**Written task:**
Rewrite the listing below starting with the line that contains "Where can the lower" and going on through the line that contains "<point>221,254</point>", both ends included, keeping every line. Raise each coordinate in the answer points by 116 and leave the request lines unchanged.

**Dataset items:**
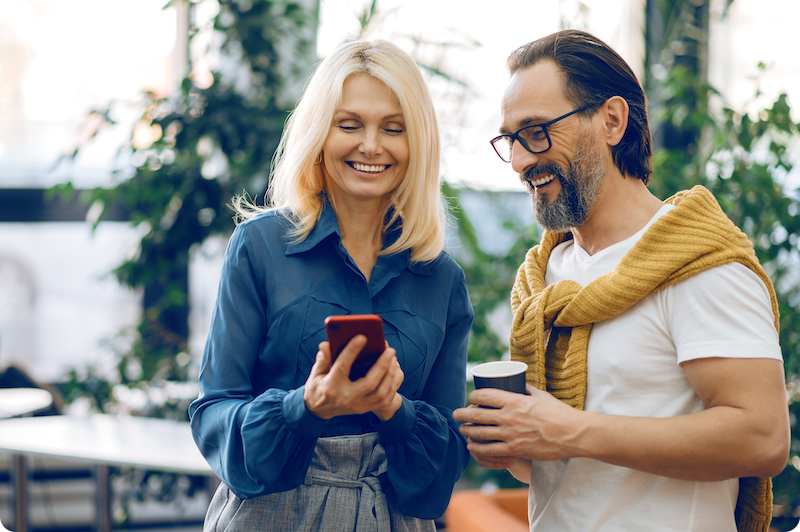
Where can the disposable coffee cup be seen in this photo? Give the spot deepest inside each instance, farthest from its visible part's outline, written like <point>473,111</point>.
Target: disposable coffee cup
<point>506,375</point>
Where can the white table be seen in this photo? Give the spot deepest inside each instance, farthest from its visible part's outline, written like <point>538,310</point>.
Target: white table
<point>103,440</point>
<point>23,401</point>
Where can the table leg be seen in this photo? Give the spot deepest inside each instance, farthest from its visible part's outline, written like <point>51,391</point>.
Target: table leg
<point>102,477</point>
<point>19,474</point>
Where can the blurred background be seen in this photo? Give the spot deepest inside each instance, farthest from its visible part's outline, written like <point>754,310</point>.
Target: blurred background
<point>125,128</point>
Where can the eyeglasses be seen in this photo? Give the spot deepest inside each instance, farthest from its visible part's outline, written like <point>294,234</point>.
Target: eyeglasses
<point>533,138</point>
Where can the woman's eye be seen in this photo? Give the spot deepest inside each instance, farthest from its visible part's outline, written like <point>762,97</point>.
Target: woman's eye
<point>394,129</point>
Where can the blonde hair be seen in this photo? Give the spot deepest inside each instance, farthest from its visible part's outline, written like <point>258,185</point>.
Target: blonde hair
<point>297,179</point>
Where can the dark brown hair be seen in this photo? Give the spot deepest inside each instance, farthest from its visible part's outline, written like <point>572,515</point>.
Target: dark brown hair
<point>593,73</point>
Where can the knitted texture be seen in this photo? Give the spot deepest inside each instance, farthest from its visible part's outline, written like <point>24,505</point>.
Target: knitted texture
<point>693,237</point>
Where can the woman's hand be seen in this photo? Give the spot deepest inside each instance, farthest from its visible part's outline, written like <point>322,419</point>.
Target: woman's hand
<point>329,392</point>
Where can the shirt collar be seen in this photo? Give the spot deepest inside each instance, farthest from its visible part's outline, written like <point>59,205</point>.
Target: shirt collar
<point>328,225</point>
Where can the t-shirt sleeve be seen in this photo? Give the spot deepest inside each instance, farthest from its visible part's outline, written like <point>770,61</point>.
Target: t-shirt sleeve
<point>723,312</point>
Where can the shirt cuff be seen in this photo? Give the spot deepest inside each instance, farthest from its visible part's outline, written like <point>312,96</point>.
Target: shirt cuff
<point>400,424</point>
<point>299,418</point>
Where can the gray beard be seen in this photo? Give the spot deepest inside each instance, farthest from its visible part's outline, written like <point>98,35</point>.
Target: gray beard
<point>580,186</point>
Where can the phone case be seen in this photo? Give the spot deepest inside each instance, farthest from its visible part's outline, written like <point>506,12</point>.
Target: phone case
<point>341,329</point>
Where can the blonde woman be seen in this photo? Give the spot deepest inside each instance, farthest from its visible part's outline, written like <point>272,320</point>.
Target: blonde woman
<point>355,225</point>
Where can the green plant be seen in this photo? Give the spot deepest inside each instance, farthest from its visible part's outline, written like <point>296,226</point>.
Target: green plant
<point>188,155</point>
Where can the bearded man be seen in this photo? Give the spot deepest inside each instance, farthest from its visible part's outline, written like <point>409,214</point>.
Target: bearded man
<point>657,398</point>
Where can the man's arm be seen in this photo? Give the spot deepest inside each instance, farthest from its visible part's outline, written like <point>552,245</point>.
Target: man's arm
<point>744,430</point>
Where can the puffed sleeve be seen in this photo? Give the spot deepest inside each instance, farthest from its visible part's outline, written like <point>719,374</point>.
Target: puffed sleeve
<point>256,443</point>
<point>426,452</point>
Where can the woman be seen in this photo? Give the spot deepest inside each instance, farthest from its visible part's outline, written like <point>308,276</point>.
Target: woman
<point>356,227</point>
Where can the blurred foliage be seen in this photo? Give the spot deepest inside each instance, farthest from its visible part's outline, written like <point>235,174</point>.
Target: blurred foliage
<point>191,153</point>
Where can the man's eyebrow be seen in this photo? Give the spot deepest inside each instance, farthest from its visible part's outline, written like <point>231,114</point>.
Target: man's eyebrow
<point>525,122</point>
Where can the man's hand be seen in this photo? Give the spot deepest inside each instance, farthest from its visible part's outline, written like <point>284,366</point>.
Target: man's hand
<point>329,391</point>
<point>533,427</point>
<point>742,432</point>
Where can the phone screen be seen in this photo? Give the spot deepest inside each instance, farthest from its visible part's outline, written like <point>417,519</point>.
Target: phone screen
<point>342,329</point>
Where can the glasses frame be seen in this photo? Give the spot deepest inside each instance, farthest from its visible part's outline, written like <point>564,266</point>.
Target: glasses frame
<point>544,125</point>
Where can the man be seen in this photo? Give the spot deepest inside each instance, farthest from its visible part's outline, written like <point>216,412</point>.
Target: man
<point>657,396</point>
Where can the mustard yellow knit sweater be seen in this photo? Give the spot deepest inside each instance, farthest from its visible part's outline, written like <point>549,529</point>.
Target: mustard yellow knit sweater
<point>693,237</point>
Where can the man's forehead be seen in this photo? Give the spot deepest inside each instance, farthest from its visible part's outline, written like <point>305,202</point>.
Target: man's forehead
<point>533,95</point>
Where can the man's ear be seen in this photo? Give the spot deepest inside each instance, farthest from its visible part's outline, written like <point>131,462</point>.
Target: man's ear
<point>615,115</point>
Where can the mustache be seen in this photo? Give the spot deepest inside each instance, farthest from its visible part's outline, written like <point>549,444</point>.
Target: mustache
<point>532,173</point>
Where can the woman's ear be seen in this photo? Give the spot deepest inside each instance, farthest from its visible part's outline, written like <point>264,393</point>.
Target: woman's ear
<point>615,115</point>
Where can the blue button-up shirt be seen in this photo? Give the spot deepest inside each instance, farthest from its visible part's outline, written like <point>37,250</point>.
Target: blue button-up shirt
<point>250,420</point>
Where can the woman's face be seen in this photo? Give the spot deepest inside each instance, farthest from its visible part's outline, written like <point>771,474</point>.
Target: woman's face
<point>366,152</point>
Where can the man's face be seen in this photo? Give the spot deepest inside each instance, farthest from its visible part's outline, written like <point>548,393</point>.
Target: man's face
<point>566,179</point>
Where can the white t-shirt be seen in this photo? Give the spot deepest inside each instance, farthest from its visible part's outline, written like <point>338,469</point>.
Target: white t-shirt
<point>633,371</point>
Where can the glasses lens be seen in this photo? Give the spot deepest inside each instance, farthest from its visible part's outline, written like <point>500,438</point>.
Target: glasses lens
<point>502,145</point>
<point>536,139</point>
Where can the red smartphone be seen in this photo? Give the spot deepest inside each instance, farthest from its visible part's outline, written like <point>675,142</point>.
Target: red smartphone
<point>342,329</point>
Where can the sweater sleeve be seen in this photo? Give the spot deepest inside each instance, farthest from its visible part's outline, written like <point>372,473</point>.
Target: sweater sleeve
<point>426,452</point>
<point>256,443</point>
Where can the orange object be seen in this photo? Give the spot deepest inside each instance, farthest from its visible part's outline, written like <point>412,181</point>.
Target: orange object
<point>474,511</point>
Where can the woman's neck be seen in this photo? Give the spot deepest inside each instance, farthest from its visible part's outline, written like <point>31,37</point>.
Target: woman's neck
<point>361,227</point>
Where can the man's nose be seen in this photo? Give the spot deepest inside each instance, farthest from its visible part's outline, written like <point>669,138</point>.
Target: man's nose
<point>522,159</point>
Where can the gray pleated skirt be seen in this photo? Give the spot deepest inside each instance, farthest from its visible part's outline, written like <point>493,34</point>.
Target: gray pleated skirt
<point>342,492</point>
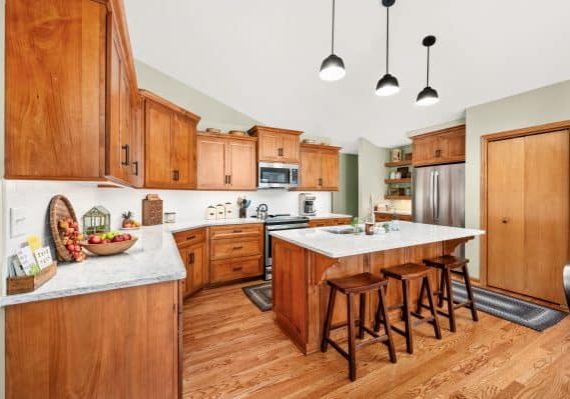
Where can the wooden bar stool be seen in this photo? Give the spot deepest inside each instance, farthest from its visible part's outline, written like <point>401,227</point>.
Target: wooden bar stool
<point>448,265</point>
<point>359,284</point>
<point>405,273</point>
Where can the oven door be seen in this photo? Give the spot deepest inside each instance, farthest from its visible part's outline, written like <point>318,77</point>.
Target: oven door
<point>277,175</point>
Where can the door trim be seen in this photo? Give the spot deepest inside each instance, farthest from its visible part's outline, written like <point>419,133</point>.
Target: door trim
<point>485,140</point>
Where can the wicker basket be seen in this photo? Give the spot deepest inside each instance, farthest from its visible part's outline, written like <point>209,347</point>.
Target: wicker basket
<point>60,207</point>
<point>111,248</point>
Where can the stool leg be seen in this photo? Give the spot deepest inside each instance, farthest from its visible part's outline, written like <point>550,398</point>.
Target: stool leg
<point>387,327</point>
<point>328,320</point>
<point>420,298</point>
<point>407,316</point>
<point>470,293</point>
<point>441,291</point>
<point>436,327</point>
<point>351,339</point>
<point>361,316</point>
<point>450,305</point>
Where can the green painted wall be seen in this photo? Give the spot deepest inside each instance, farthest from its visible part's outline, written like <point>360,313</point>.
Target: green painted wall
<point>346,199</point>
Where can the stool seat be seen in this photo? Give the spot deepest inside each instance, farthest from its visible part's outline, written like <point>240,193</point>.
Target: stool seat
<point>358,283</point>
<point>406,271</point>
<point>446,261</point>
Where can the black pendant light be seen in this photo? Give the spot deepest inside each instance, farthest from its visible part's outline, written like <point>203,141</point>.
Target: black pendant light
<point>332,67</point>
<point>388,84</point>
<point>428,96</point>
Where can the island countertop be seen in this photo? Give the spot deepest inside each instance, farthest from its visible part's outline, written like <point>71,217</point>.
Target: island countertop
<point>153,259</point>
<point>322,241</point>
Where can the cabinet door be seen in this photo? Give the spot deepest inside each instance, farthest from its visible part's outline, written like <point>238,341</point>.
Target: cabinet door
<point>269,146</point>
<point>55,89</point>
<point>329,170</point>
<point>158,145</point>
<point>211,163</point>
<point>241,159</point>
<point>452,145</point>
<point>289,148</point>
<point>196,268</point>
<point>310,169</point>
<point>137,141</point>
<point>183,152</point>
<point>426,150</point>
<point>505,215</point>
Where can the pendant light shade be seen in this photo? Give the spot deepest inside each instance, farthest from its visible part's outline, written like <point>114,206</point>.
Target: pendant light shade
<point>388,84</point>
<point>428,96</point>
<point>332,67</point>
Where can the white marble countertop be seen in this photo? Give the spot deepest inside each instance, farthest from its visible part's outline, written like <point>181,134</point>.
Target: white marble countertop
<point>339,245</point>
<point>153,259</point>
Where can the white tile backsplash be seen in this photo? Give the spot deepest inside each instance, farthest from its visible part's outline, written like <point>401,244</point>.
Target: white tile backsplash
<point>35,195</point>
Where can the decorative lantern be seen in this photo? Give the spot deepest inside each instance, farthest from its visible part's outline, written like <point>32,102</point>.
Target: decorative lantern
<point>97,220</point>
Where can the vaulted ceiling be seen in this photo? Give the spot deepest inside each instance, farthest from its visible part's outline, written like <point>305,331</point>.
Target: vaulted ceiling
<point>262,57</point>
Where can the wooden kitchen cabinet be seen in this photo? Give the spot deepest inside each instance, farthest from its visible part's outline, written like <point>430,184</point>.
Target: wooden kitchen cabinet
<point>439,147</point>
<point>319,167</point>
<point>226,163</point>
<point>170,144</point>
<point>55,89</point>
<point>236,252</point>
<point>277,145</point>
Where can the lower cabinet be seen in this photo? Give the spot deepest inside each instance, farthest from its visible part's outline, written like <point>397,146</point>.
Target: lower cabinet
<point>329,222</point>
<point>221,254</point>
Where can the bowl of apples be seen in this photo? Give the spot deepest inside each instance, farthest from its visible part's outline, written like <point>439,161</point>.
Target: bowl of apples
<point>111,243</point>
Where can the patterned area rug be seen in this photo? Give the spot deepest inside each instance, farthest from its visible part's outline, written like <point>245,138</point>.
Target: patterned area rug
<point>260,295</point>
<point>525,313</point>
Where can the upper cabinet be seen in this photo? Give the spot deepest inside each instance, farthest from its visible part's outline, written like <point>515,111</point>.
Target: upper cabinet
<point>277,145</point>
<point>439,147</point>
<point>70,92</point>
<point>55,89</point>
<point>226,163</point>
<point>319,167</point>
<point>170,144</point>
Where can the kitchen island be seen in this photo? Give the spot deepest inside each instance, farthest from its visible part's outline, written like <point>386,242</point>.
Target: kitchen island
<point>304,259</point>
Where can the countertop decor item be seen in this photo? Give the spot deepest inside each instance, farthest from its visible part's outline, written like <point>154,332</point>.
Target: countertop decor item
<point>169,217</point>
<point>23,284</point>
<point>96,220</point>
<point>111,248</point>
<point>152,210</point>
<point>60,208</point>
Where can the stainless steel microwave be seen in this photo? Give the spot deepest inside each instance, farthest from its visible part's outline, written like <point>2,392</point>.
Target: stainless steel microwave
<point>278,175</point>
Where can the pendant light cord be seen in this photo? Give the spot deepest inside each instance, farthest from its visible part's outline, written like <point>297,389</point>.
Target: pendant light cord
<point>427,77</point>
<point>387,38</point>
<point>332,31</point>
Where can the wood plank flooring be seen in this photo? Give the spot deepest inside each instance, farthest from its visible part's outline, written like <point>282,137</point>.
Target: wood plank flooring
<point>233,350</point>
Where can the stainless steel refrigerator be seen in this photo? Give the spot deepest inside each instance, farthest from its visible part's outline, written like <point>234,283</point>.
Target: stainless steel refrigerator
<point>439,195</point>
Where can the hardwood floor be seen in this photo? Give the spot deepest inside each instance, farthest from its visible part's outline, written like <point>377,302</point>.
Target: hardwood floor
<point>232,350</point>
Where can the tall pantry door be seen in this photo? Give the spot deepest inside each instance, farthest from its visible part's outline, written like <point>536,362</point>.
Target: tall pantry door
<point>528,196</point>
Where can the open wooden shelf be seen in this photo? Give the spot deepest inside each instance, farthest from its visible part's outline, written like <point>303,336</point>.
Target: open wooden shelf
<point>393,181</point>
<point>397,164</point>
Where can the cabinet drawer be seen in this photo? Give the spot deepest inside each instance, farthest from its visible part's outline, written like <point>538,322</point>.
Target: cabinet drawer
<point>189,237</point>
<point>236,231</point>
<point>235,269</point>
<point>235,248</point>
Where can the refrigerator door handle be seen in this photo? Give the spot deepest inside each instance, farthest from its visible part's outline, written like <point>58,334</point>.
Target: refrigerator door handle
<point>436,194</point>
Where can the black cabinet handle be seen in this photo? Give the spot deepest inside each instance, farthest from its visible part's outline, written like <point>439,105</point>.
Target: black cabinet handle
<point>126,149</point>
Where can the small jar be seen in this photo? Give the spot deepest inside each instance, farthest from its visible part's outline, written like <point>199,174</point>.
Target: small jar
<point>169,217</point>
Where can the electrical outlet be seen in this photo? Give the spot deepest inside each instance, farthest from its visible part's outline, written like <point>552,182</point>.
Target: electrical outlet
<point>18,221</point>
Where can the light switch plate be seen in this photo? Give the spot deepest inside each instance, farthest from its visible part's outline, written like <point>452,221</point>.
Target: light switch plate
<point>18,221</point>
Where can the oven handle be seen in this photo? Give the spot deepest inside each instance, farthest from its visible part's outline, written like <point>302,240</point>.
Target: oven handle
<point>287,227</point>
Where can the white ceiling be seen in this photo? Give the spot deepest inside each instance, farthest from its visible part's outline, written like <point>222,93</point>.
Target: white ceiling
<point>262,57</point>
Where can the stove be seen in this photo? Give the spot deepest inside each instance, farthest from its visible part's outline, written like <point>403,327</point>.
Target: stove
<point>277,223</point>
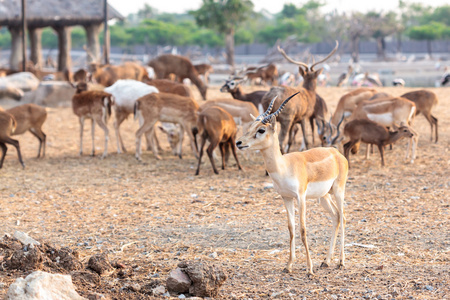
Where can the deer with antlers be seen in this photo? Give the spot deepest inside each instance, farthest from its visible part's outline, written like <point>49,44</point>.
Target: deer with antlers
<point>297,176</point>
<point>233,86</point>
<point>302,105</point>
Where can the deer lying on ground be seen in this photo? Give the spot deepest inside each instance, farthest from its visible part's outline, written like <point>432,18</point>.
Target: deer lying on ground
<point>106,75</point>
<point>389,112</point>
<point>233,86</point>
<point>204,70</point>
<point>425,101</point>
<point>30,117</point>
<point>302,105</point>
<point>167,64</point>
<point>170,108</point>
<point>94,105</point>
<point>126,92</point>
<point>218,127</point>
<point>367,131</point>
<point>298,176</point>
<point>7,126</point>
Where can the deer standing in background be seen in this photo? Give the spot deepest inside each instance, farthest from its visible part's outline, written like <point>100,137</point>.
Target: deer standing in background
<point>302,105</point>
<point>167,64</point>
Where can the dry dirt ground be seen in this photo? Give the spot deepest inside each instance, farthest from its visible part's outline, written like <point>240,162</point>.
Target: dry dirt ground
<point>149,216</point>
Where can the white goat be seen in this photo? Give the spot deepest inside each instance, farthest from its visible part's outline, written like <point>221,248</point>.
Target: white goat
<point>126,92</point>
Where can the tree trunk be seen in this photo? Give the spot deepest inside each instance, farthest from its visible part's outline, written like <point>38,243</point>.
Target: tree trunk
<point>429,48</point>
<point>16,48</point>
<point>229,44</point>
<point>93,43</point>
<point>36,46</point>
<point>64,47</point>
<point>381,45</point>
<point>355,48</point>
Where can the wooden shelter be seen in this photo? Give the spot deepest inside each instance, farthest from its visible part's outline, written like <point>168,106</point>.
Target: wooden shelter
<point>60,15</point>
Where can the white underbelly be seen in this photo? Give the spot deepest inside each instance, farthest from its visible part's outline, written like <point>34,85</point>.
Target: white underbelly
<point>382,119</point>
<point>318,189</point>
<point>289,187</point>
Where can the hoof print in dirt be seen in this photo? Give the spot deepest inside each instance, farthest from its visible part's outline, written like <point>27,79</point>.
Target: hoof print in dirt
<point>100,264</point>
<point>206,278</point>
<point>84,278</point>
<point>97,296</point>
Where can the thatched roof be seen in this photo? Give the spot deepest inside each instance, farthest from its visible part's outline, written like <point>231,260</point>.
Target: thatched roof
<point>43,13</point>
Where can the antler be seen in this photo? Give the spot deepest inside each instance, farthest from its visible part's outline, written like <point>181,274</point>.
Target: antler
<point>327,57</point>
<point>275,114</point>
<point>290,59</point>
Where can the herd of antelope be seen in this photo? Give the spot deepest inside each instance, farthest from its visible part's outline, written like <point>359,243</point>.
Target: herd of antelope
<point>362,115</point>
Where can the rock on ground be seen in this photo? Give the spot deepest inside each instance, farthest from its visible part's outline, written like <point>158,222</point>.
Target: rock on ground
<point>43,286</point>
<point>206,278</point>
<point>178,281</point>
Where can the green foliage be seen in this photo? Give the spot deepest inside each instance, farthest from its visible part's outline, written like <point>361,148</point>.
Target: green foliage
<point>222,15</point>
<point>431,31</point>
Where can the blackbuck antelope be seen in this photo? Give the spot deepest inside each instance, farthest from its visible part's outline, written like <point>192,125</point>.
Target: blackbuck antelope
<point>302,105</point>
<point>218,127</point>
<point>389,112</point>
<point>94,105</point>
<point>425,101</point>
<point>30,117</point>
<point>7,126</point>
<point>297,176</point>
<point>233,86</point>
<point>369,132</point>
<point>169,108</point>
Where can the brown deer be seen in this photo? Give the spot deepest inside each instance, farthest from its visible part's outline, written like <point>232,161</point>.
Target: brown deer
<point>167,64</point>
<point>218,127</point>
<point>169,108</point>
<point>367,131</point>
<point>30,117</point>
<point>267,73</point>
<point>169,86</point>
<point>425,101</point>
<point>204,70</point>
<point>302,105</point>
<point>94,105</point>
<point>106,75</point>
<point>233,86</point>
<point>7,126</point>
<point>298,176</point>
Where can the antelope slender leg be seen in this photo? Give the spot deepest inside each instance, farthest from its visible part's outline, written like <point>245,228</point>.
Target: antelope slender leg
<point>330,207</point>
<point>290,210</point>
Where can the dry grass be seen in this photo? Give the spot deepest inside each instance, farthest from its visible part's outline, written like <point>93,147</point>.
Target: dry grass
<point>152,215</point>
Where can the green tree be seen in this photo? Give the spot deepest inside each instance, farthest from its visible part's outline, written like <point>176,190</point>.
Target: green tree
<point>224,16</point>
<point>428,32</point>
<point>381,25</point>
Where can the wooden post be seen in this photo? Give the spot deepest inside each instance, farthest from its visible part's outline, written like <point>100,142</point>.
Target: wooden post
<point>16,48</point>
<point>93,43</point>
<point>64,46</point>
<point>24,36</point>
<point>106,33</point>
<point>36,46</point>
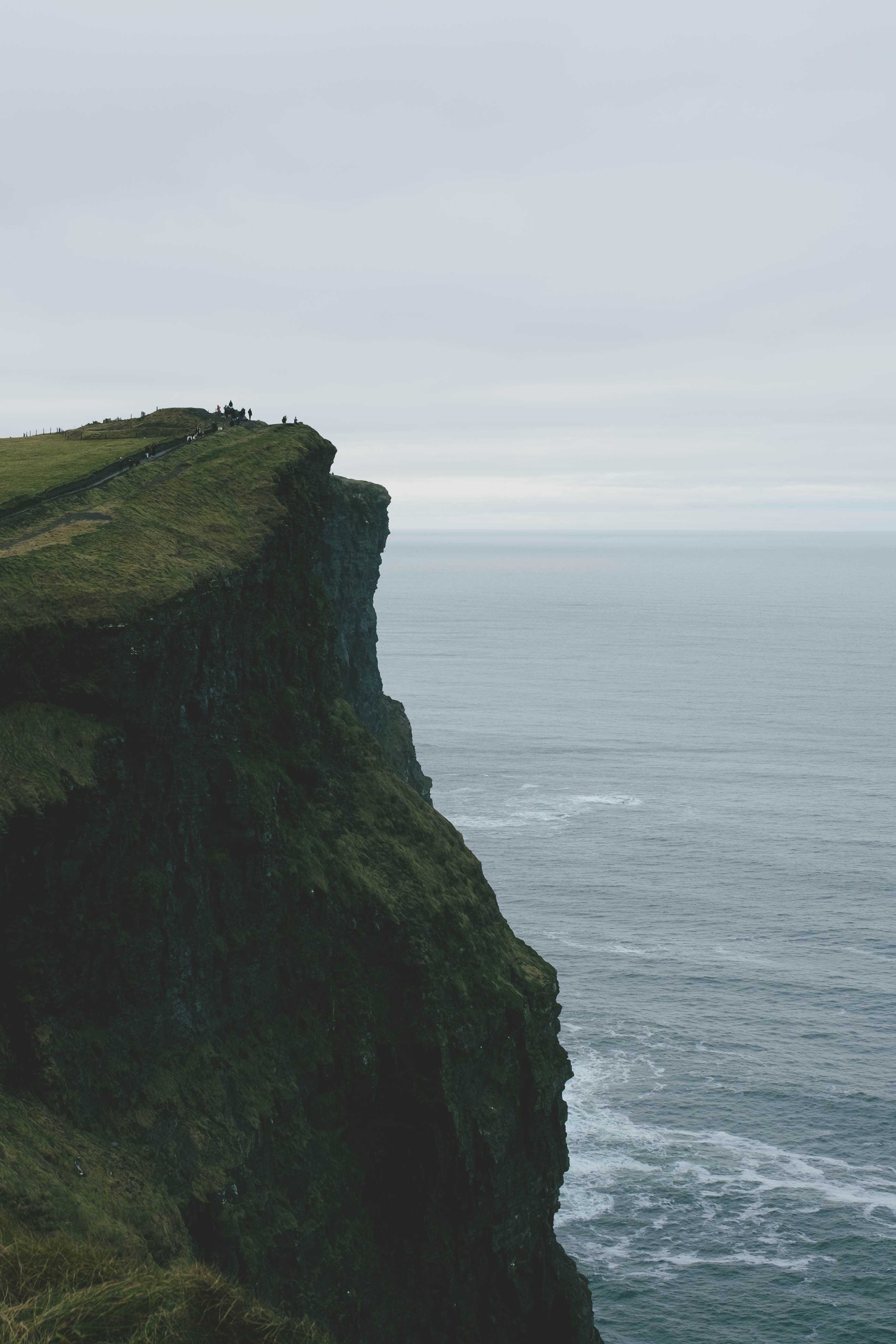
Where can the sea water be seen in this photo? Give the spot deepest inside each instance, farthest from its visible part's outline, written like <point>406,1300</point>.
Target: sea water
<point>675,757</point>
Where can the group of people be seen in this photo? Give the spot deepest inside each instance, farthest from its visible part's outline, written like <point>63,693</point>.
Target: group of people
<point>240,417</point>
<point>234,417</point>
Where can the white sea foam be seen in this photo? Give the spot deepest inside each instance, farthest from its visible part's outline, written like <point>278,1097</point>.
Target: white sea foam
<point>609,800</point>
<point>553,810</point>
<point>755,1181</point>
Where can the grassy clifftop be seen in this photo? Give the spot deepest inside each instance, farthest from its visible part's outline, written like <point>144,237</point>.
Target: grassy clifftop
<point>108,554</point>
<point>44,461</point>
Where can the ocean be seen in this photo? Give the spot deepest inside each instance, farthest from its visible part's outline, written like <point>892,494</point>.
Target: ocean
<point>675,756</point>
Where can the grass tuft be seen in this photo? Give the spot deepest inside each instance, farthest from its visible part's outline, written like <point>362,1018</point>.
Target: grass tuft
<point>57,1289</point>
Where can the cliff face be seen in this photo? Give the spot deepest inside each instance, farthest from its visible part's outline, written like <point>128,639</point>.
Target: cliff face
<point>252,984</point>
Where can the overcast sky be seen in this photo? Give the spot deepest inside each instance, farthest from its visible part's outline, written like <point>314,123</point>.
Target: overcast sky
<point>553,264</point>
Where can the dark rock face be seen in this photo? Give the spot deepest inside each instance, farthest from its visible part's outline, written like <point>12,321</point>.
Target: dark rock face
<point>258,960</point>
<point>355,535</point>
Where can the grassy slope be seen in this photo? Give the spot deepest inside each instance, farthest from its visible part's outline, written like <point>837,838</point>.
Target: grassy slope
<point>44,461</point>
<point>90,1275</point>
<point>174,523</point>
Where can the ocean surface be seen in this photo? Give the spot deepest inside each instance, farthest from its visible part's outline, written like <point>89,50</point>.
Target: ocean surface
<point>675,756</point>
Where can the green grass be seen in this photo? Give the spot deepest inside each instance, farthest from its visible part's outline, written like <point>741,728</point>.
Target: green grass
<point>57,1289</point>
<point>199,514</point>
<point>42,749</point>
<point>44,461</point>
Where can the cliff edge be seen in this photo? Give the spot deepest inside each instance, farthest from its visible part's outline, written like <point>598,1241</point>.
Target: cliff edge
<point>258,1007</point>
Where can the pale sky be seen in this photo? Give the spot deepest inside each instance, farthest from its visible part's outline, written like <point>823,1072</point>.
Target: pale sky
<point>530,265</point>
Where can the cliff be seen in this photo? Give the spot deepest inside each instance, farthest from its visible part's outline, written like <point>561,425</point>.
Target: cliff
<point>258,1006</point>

**Full solution:**
Where can the lower cabinet be seen in this photo? Give the spot deepest inside each instance, farthest from its visible part's outline, written like <point>397,146</point>.
Target: lower cabinet
<point>445,338</point>
<point>337,370</point>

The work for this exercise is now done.